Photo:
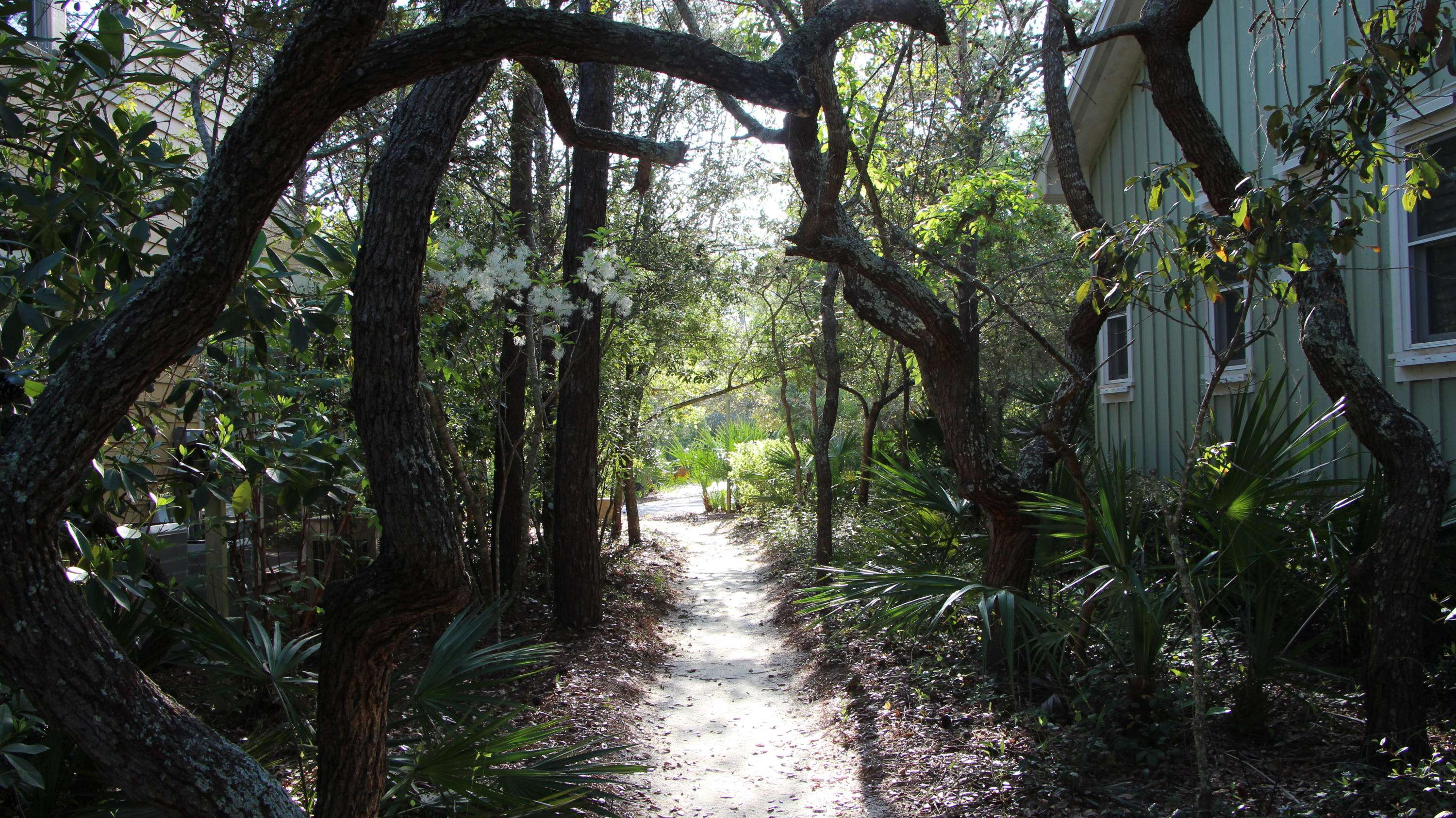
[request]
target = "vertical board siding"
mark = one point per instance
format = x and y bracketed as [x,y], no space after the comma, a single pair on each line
[1241,73]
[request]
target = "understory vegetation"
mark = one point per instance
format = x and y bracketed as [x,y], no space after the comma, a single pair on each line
[341,340]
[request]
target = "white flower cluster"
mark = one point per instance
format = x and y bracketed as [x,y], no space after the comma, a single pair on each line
[599,273]
[503,273]
[485,279]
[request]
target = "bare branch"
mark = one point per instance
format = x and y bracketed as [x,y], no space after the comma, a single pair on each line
[558,110]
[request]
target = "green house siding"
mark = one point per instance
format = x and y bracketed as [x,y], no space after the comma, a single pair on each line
[1240,78]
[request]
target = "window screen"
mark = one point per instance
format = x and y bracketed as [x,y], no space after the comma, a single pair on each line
[1119,356]
[1228,325]
[1433,255]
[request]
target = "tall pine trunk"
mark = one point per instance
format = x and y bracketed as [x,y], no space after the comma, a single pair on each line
[825,431]
[577,551]
[512,534]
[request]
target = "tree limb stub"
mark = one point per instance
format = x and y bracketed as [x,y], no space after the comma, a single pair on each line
[558,110]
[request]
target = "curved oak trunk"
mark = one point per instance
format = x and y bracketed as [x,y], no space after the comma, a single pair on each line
[421,567]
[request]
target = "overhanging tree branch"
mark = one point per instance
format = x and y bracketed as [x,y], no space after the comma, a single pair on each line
[558,110]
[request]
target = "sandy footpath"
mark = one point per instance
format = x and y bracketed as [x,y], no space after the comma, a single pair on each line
[728,735]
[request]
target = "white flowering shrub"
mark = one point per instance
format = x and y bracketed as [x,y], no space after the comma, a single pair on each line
[503,273]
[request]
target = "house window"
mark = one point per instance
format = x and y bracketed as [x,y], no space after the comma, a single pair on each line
[1433,255]
[38,24]
[1229,322]
[1116,351]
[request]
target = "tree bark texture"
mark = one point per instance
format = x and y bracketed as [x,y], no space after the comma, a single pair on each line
[54,648]
[1392,574]
[512,534]
[577,572]
[421,565]
[480,561]
[823,475]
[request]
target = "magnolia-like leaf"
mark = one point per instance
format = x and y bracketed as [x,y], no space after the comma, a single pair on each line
[242,497]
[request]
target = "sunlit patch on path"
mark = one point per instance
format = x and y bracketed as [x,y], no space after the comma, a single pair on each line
[728,735]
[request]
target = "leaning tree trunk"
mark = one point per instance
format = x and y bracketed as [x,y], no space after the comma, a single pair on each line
[1394,572]
[420,569]
[54,648]
[577,552]
[512,533]
[867,453]
[823,476]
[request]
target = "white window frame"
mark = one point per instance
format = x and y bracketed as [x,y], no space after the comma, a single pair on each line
[1234,373]
[46,24]
[1116,391]
[1416,360]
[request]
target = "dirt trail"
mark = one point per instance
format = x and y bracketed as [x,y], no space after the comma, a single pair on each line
[728,734]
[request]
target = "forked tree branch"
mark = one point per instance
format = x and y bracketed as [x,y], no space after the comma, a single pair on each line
[558,110]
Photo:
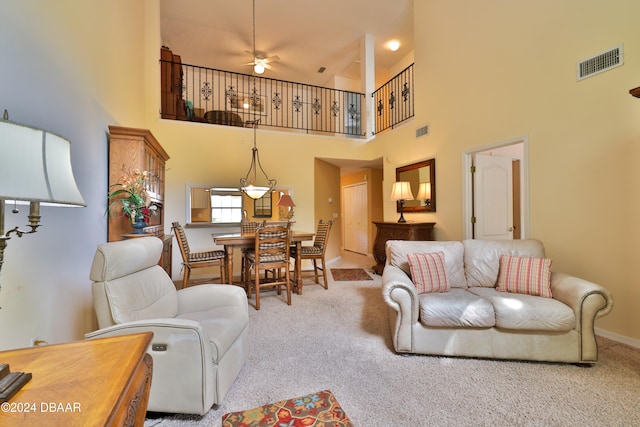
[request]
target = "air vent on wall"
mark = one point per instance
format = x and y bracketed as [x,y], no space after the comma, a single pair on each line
[424,130]
[600,63]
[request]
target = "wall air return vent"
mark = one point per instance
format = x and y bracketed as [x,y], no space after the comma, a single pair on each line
[424,130]
[600,63]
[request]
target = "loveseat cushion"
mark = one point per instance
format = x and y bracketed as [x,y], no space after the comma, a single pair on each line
[397,251]
[223,326]
[482,258]
[525,275]
[527,312]
[456,308]
[428,272]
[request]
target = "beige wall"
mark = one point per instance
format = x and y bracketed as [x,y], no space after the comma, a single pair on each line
[327,204]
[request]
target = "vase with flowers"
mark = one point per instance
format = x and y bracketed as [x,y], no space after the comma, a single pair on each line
[131,195]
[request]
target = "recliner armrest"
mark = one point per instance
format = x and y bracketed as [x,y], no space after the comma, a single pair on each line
[160,327]
[206,297]
[182,360]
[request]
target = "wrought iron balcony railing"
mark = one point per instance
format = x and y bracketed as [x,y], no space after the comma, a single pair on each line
[221,97]
[394,101]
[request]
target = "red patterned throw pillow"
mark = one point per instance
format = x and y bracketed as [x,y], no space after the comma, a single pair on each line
[523,275]
[428,272]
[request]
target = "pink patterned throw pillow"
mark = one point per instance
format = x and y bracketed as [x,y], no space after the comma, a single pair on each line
[523,275]
[428,272]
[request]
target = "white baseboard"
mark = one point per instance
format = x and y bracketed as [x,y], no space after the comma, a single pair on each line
[619,338]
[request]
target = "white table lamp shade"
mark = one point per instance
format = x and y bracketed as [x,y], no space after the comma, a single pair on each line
[401,190]
[35,165]
[424,191]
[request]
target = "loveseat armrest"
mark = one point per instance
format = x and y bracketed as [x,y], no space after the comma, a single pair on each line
[207,297]
[587,299]
[400,293]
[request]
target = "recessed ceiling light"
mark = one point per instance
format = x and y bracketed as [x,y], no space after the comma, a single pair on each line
[393,45]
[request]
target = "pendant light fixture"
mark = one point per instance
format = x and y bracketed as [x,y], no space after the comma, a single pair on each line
[249,183]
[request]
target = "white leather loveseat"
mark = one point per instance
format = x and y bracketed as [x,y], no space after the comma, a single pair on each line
[476,317]
[200,334]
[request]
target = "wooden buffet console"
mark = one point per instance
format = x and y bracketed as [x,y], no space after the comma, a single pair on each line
[100,382]
[397,231]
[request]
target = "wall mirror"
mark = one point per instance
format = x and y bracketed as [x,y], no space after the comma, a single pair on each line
[422,176]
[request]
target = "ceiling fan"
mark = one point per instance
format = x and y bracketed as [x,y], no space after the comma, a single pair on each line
[260,61]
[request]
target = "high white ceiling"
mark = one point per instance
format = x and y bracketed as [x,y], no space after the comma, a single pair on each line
[304,34]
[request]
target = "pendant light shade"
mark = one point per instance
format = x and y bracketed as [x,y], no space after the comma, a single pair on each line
[256,185]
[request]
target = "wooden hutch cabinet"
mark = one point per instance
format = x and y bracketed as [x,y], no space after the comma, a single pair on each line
[130,149]
[397,231]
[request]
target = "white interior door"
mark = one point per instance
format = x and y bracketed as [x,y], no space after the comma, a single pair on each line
[356,218]
[493,197]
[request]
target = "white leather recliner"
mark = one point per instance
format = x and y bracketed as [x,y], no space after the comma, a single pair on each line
[200,334]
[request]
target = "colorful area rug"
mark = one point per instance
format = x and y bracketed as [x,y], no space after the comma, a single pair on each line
[316,409]
[349,274]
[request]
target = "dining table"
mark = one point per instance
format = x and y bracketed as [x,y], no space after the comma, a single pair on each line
[231,241]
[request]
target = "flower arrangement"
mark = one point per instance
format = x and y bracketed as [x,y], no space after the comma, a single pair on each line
[131,194]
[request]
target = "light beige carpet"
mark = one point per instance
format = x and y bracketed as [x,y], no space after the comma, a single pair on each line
[339,339]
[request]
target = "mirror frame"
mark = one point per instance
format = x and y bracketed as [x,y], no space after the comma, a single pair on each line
[431,163]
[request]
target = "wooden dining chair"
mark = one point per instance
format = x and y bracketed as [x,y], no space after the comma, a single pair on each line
[270,253]
[247,227]
[316,253]
[191,260]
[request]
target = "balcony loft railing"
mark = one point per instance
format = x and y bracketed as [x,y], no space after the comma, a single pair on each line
[208,95]
[394,101]
[220,97]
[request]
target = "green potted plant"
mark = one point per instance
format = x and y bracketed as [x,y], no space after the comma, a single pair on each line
[131,195]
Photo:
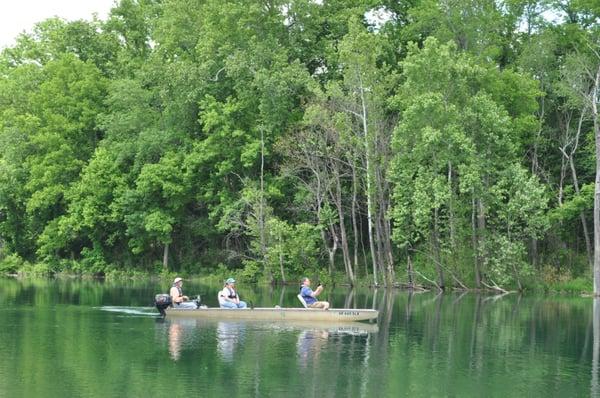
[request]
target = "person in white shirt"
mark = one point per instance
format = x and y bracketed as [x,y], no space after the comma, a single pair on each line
[177,297]
[228,297]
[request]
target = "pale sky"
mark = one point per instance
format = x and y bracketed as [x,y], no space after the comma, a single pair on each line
[17,16]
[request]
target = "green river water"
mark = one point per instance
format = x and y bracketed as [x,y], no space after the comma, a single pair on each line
[73,338]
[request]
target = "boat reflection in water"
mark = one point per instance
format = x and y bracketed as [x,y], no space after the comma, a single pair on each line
[229,335]
[310,344]
[180,333]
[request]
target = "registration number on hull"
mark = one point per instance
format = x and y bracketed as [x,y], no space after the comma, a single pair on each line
[348,313]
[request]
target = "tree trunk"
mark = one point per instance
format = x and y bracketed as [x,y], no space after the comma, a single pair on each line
[436,249]
[344,238]
[354,223]
[166,257]
[368,178]
[474,242]
[586,235]
[409,271]
[480,233]
[597,186]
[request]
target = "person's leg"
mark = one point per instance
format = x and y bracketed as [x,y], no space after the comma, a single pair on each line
[228,304]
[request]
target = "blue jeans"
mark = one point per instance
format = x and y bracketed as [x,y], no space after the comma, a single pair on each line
[229,304]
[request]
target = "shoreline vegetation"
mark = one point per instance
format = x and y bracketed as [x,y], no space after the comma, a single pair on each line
[577,286]
[412,144]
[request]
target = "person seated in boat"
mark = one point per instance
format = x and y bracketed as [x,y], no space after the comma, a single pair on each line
[228,297]
[178,299]
[310,295]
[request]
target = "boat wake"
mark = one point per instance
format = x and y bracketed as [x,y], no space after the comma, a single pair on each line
[135,311]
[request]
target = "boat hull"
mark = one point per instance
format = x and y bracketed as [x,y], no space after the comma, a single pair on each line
[278,314]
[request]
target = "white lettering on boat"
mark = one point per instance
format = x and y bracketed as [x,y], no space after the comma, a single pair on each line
[349,313]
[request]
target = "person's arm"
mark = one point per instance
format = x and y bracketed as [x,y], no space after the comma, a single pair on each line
[174,293]
[317,291]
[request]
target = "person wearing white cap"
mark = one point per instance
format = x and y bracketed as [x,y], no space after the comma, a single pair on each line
[228,297]
[177,297]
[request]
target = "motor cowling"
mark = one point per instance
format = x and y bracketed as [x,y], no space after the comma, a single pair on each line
[162,301]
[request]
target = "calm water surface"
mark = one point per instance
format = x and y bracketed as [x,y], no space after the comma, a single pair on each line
[94,339]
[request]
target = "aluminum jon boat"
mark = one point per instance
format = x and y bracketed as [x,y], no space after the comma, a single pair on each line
[277,314]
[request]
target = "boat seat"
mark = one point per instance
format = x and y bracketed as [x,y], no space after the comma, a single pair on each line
[302,301]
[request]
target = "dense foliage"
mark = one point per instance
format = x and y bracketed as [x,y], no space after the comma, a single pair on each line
[447,143]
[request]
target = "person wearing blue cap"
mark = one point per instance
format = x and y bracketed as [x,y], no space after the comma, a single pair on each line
[228,297]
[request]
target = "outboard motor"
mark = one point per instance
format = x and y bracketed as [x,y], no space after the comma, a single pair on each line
[162,301]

================================

* _Problem to solve_
Copy each line above where "blue" appears.

* _Reply to the exercise_
target = "blue jeans"
target = "person wearing blue cap"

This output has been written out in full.